Work to do.
Collect every line in the items below that contains the string "shirt", matching case exactly.

(Lines of data)
= = = = = = =

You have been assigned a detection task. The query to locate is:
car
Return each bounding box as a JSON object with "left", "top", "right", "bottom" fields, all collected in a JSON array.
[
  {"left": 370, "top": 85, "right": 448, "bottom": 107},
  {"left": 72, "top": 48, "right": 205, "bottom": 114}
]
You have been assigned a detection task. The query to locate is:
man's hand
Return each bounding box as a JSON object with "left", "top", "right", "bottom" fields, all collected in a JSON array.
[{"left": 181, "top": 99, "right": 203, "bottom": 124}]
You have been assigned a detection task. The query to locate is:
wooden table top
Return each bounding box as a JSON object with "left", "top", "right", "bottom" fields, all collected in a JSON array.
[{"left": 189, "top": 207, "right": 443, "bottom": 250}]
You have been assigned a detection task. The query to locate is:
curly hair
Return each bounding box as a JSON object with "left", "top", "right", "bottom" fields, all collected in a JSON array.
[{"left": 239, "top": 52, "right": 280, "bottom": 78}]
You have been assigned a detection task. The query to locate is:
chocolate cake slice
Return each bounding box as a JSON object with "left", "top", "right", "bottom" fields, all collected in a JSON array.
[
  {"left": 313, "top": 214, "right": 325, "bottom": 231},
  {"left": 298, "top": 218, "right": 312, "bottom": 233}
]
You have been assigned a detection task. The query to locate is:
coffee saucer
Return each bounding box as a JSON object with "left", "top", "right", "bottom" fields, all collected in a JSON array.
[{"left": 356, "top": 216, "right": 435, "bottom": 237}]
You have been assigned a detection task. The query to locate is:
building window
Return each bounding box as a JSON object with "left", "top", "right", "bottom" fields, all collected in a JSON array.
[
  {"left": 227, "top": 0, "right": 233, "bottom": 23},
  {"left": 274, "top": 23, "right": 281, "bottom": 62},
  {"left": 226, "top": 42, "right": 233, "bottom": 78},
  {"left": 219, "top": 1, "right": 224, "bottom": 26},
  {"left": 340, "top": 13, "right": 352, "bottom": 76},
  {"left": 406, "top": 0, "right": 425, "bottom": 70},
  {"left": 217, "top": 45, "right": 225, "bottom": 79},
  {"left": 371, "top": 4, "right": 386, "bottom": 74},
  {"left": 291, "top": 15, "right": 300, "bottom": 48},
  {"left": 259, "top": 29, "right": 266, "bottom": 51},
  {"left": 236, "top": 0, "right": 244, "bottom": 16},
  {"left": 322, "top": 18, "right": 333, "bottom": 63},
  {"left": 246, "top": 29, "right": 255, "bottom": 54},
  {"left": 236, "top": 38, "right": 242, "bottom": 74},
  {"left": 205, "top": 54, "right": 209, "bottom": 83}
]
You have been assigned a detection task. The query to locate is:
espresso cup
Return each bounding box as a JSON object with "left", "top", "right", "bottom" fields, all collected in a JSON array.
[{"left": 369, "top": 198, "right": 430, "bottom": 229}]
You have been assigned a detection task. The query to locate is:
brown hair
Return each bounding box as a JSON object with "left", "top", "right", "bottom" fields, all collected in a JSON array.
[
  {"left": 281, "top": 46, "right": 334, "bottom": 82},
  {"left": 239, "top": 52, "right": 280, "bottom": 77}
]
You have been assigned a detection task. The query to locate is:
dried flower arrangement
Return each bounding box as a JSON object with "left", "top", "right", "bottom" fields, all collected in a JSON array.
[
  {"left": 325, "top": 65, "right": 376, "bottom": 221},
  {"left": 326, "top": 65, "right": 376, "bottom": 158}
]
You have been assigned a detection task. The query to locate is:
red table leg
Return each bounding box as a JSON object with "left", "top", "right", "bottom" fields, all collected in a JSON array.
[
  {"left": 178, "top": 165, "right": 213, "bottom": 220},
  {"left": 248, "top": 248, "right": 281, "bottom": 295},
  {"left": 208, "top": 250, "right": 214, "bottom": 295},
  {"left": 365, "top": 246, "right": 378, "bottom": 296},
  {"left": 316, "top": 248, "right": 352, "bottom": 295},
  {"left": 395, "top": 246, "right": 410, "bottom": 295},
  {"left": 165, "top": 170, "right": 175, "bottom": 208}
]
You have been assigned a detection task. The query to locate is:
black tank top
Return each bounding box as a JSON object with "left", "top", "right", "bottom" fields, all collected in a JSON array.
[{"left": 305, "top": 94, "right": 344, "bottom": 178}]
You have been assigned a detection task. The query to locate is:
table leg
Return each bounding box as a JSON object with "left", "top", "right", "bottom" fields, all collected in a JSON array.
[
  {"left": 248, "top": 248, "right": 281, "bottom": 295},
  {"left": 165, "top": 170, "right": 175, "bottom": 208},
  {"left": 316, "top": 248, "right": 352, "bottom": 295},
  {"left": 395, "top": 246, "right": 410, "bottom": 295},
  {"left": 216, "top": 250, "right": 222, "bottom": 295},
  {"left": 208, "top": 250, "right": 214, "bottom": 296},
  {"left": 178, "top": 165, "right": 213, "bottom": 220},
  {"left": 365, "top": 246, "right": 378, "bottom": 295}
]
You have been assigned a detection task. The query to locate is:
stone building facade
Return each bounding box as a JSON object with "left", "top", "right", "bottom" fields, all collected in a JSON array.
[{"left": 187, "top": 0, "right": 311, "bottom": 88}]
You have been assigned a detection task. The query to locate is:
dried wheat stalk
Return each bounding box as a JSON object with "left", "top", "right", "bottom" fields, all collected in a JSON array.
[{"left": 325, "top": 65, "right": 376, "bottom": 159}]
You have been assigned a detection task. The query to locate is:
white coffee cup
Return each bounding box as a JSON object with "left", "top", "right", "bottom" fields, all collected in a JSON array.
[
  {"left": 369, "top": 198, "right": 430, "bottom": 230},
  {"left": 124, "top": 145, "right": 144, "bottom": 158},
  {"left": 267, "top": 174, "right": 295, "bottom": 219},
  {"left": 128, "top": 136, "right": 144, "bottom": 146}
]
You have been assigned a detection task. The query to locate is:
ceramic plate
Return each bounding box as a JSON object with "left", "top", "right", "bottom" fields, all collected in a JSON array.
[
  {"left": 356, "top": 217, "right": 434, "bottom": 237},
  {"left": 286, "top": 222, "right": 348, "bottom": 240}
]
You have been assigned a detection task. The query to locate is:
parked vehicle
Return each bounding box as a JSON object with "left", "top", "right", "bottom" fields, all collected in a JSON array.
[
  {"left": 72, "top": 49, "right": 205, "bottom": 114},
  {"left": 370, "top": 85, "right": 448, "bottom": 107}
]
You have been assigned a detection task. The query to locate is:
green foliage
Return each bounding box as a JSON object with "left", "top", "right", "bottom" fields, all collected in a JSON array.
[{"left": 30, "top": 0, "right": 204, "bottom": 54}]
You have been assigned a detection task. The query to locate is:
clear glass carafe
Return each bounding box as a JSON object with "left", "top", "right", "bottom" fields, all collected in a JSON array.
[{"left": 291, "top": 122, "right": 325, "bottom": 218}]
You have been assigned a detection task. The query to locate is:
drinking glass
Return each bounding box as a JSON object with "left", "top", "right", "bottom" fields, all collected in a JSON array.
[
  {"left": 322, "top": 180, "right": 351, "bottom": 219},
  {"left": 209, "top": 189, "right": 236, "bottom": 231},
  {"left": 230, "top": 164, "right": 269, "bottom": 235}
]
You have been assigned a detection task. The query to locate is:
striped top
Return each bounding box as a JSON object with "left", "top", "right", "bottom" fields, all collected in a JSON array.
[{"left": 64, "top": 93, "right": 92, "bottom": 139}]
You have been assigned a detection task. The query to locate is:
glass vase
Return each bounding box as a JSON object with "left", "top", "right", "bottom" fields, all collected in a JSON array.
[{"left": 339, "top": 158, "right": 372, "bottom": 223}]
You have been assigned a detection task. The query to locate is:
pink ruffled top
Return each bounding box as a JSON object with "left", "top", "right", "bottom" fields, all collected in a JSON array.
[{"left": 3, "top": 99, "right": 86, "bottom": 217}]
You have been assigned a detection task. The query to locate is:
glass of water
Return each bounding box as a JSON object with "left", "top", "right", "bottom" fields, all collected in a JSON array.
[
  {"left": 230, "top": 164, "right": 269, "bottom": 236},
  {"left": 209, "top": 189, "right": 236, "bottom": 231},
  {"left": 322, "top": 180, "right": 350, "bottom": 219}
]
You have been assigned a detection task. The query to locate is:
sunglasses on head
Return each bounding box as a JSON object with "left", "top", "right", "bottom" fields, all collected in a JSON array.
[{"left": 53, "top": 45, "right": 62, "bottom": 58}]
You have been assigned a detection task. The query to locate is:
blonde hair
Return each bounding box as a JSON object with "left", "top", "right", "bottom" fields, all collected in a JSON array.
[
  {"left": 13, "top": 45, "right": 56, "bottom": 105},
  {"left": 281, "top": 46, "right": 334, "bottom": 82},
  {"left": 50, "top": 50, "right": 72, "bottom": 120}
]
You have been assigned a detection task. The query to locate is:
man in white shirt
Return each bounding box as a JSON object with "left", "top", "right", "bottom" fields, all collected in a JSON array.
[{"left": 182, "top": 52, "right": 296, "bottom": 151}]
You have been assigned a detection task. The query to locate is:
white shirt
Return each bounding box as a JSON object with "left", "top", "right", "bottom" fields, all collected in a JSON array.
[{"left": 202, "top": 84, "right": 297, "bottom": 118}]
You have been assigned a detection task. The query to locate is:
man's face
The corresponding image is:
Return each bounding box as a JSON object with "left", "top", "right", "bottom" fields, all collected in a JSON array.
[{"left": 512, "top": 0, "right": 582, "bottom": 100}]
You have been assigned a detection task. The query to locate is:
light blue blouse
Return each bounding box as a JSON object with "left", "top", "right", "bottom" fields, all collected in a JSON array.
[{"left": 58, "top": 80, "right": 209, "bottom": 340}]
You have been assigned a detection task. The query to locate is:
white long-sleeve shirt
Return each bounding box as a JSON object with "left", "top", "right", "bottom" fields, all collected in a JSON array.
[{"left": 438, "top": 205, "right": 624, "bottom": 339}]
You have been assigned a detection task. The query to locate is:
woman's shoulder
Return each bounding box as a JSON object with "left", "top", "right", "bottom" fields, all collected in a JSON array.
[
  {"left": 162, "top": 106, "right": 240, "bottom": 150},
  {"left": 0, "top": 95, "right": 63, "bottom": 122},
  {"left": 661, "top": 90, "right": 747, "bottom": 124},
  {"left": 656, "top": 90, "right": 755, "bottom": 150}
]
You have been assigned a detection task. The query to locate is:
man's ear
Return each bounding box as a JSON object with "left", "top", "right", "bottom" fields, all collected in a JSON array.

= = = = = = =

Answer below.
man in white shirt
white shirt
white long-sleeve shirt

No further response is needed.